Directives:
a. In the HiFonics forum thread, reproduce the passage from "Yes. The plastic" to "underneath the chassis.", swapping "chassis" for "housing".
b. Using the HiFonics forum thread, answer each of the following:
(i) For what price did ATOMICTECH62 sell a white Series VIII Olympus on Ebay?
(ii) To whom was the Olympus sent for refurbishing, and who did the work?
(iii) According to Rodek, what plug color goes with a blue heat sink?

Extracted text:
# Gauging Interest - HiFonics Series VIII Colossus and Olympus



## ekrunch (Oct 2, 2010)

Anyone interested in buying a Series VIII Olympus & Colossus? Preferably as a set.

Both are white finish and work. The Olympus was sent to ZED to have Steve refurbish it. It's in service today and plays perfectly. Cosmetically, they do have some scratches so a little touch up would be your friend if you were showing. Name plates are intact.

These amps both belong to my best friend, (not a member here) who hasn't set a price. He's had them for well over a decade and the Olympus was in his car until about a month ago. And if he doesn't sell them, it'll probably end up back in his car again. :laugh:


----------



## ATOMICTECH62 (Jan 24, 2009)

I sold a white series VIII Olympus on Ebay for $250.It was in fair shape.Had some rust on the end plates but the heat sink was in good shape.
The Colossus can go for $500+.Ive seen some go for $1k.


----------



## ekrunch (Oct 2, 2010)

ATOMICTECH62 said:


> I sold a white series VIII Olympus on Ebay for $250.It was in fair shape.Had some rust on the end plates but the heat sink was in good shape.
> The Colossus can go for $500+.Ive seen some go for $1k.


Thank you for the insight. I'll pass that information on and probably post a for sale soon. I'm sure there's an old school car audio lover that would like to own these things. Seems like they're getting harder and harder to come by these days, especially that Colossus.


----------



## Rodek (Aug 19, 2006)

They'll bring the best money if the power/speaker plugs match the heat sink color (white for white heat sink, gray for blue heat sink if I remember right) and if the plastic mounting feet are included.


----------



## ekrunch (Oct 2, 2010)

Rodek said:


> They'll bring the best money if the power/speaker plugs match the heat sink color (white for white heat sink, gray for blue heat sink if I remember right) and if the plastic mounting feet are included.


All of the plugs match. As for the plastic mounting feet, do you mean the ones that allow you to screw the amp down w/o the screws touching the metal?


----------



## Rodek (Aug 19, 2006)

ekrunch said:


> All of the plugs match. As for the plastic mounting feet, do you mean the ones that allow you to screw the amp down w/o the screws touching the metal?


Yes. The plastic feet that put the screw through while mounting the amp. You're spot on. They were designed to protect the metal and if I heard correctly, very slightly raise the amp off of the mounting surface so air could possibly flow underneath the chassis.


----------

Source excerpt:
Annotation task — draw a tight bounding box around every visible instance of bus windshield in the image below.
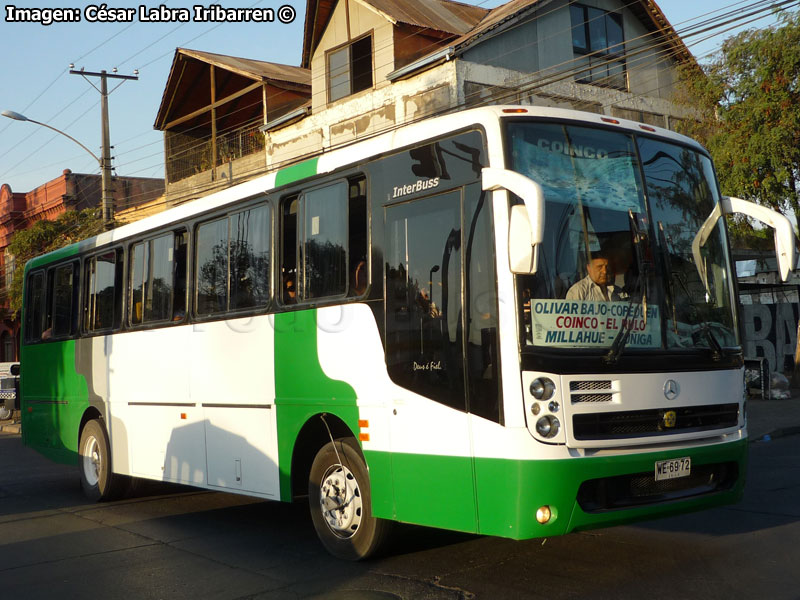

Solutions for each task:
a.
Yes. The plastic feet that put the screw through while mounting the amp. You're spot on. They were designed to protect the metal and if I heard correctly, very slightly raise the amp off of the mounting surface so air could possibly flow underneath the housing.

b.
(i) $250.
(ii) It was sent to ZED, where Steve refurbished it.
(iii) Gray.